### SHORT EXERCISE 1
Reproduce the records exactly, starting at the line that contains "TARGET = white sink basin" and ending at the last line of the records.

### READING TEXT
· · ·
Wandering Thoughts archives

2021-12-24

Sadly, my experience is that big commercial anti-malware detection is better

For reasons beyond the scope of this entry, for the past couple of years I've been running a large commercial anti-spam system (and its malware recognition) side by side with what we could put together with ClamAV and some low-cost commercial ClamAV signature sources. More or less from the beginning it's been clear to me that our commercial system was recognizing malware that ClamAV was not. Some of this was new things that we could add to our manual recognition and rejection, but at this point another significant source of missed ClamAV recognition is (still) malware in Microsoft Office files.

This is not really a result that I was hoping for. Our commercial anti-spam system has been on vendor life support for more than a year, so its recognition engine definitely isn't being updated for new capabilities and who knows how much its signature database is being updated. Despite that, it's still ahead of a well regarded open source malware detection system.

Some amount of bad email makes it through both ClamAV and our commercial anti-spam system and is then forwarded on to elsewhere by some of our users. These days, that elsewhere includes both Office365 and GMail. Trawling our logs suggests that both of these recognize and reject even more malware than we do, although this effect is somewhat entangled in them also recognizing more spam than we do.

This is not really surprising. Large providers of email and of anti-spam services have more resources for both improving their scanning engines and coming up with signatures and danger signs. They see more email (one way or another) and can build more sophisticated systems to analyze it in various ways. Greater volume with automated analysis and feedback systems can mean faster responses to new malware. It's not really surprising that the open source and small commercial firms can't match this.

(One suggestive thing is that our commercial anti-spam software provider is not getting out of the anti-spam business. Instead, it's moving to having only a cloud filtering option, where you run your incoming email through their cloud systems. This gives them far more aggregate visibility into potential malware and makes responding to it much faster. I suspect that they were pushed to this partly to match the malware filtering quality of the big providers like Google and Microsoft.)

PS: For Microsoft Office files specifically, it might be possible for us to build something using oletools, and we may have to try to, just to not let too much bad stuff through once we can no longer use the commercial anti-spam software.

(This is one unhappy aspect of how running your own email is increasingly an artisanal choice. It's possible that a lot of manual tuning and adjustment and software will get us to something close to the quality of big commercial providers, but it's unlikely to be easy.)
· · ·
### INPUT MATERIAL
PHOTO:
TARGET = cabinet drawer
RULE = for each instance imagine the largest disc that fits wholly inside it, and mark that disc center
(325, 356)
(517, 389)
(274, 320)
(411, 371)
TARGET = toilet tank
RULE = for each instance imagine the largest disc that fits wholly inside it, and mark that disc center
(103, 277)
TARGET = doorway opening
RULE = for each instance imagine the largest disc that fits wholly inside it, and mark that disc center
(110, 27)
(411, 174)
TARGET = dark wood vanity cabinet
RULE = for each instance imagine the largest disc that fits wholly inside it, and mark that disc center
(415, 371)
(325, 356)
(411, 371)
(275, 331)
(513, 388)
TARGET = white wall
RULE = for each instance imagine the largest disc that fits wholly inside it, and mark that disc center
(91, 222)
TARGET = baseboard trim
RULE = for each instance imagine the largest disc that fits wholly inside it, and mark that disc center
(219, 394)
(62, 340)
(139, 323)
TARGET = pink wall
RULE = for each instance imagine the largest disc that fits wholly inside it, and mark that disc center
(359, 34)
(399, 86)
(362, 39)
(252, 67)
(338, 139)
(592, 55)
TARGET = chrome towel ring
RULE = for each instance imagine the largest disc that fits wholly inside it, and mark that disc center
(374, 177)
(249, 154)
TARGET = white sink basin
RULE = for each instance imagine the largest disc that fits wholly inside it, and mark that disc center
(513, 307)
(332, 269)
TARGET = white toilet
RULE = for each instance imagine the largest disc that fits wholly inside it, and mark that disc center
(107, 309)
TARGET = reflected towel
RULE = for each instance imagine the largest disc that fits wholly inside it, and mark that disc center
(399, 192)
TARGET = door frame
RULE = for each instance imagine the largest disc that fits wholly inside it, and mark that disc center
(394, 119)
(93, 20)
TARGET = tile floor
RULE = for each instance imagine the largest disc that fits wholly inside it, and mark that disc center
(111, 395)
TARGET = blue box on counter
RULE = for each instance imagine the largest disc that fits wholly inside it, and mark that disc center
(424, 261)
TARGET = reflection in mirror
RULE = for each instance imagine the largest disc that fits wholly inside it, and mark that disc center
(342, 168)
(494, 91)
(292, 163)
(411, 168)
· · ·
### SHORT EXERCISE 2
List every software product or online service that the entry on commercial anti-malware detection names. Do not include company names that appear alone.

### FULL OUTPUT 1
TARGET = white sink basin
RULE = for each instance imagine the largest disc that fits wholly inside it, and mark that disc center
(513, 307)
(332, 269)
TARGET = white toilet
RULE = for each instance imagine the largest disc that fits wholly inside it, and mark that disc center
(107, 309)
TARGET = reflected towel
RULE = for each instance imagine the largest disc that fits wholly inside it, and mark that disc center
(399, 192)
TARGET = door frame
RULE = for each instance imagine the largest disc that fits wholly inside it, and mark that disc center
(394, 119)
(93, 20)
TARGET = tile floor
RULE = for each instance imagine the largest disc that fits wholly inside it, and mark that disc center
(111, 395)
TARGET = blue box on counter
RULE = for each instance imagine the largest disc that fits wholly inside it, and mark that disc center
(424, 261)
TARGET = reflection in mirror
RULE = for each instance imagine the largest disc that fits wholly inside it, and mark that disc center
(342, 168)
(494, 91)
(292, 163)
(411, 168)

### FULL OUTPUT 2
ClamAV, Microsoft Office, Office365, GMail, oletools